__Extrait du document__.
Par Jean-François Vandeuren

Après la fusillade de l’école Columbine, Gus Van Sant visite une autre tragédie mythique qui marqua à sa mesure l’histoire récente des États-Unis, la mort de Kurt Cobain. Il n’est pas vraiment surprenant que pour ce troisième et dernier volet de sa trilogie expérimentale, le réalisateur américain ait choisi d’attribuer à son personnage principal un nom fictif plutôt que celui de Cobain. Une décision qui souleva une certaine polémique au départ étant donné que cet opus traite d’une personnalité connue, mais il s’agit d’un choix qui se comprend facilement si l’on prend en considération l'une des idées de base de Van Sant pour cette série où, malgré toutes les ressemblances entre le personnage de Blake, interprété par Michael Pitt, et Kurt Cobain, le cinéaste tend à faire sortir son récit du cadre biographique des évènements relatés. Car Last Days, qui est aussi dédié à la mémoire du défunt chanteur de Nirvana, ne fait que s’inspirer de ses derniers jours sans chercher à les raconter avec exactitude.

Ce troisième acte traite donc une fois de plus d’une forme de meurtre où dans ce cas-ci, la victime et l’assaillant sont la même personne. Offrant un raisonnement assez différent de celui des films précédents, Last Days se positionne tout de même assez bien dans cet ensemble, faisant état lui aussi d’un individu à bout de nerfs, pris dans une situation qu’il perçoit comme étant insoutenable et qui lui fera perdre éventuellement sa raison. Encore une fois, Van Sant forme lentement un schéma dans lequel on aperçoit de loin l’inévitable qui s'approche tranquillement des personnages sans que le ton ne s’alourdisse pour autant. Son personnage d’avant-plan se veut d'ailleurs beaucoup plus errant que ceux des essais précédents, le présent effort se retrouvant de ce fait à l’opposée de Gerry et Elephant par son absence de contexte physique, mais aussi humain. Si les principaux protagonistes des deux premiers films marchaient par paire, Van Sant ici isole son sujet, lequel n’entre en contact que brièvement avec son entourage, qui semble pour sa part vouloir se détacher de la suite des évènements pour ne pas avoir à en assumer le fardeau.

__Consigne A__. Reformulez sous forme de liste le paragraphe de la critique de Last Days qui commence par « Après la fusillade de l'école Columbine », en conservant ses faits principaux.

__Entrées affichées__.
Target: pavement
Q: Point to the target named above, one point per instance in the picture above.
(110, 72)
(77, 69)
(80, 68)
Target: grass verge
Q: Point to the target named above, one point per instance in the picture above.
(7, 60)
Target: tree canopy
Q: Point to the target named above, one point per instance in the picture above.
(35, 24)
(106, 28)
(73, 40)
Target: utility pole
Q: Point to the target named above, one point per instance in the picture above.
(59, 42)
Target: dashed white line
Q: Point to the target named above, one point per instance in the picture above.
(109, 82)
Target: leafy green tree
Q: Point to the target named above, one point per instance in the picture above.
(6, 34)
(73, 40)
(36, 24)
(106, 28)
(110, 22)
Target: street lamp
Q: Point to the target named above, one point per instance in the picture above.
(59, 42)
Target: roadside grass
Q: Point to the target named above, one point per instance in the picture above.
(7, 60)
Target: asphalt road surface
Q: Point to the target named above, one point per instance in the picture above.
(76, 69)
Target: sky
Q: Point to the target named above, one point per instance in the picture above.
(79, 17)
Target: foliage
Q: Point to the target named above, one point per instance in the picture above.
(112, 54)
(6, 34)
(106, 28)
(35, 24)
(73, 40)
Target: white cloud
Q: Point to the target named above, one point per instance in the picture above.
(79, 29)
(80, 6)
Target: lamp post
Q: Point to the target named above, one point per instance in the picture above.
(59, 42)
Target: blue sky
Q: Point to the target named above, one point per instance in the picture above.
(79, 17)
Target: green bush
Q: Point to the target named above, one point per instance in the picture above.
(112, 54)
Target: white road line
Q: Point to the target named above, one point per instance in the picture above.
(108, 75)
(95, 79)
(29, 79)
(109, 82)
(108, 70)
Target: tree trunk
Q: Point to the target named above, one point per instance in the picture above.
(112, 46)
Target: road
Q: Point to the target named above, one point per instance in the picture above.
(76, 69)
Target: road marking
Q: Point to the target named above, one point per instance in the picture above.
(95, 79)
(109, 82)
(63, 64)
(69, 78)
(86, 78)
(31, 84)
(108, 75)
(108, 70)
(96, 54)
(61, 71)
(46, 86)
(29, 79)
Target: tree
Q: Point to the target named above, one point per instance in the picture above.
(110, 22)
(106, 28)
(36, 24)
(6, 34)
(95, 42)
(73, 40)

__Consigne B__. Modifiez les enregistrements en partant de la ligne contenant « Target: road marking » et en allant jusqu'à la fin des enregistrements, ces deux bornes comprises : remplacez « road marking » par « lane marking » et reproduisez uniquement ces lignes, tout le reste demeurant inchangé.

__Résultat A__.
- Après la fusillade de l'école Columbine, Gus Van Sant aborde une autre tragédie mythique de l'histoire récente des États-Unis : la mort de Kurt Cobain.
- Pour ce troisième et dernier volet de sa trilogie expérimentale, il attribue à son personnage principal un nom fictif plutôt que celui de Cobain.
- Ce choix a d'abord soulevé une certaine polémique, puisque le film traite d'une personnalité connue.
- Il se comprend toutefois par la volonté du cinéaste de faire sortir son récit du cadre biographique, malgré les ressemblances entre Blake, interprété par Michael Pitt, et Kurt Cobain.
- Last Days est dédié à la mémoire du défunt chanteur de Nirvana. Il s'inspire de ses derniers jours sans chercher à les raconter avec exactitude.

__Résultat B__.
Target: lane marking
Q: Point to the target named above, one point per instance in the picture above.
(95, 79)
(109, 82)
(63, 64)
(69, 78)
(86, 78)
(31, 84)
(108, 75)
(108, 70)
(96, 54)
(61, 71)
(46, 86)
(29, 79)
Target: tree
Q: Point to the target named above, one point per instance in the picture above.
(110, 22)
(106, 28)
(36, 24)
(6, 34)
(95, 42)
(73, 40)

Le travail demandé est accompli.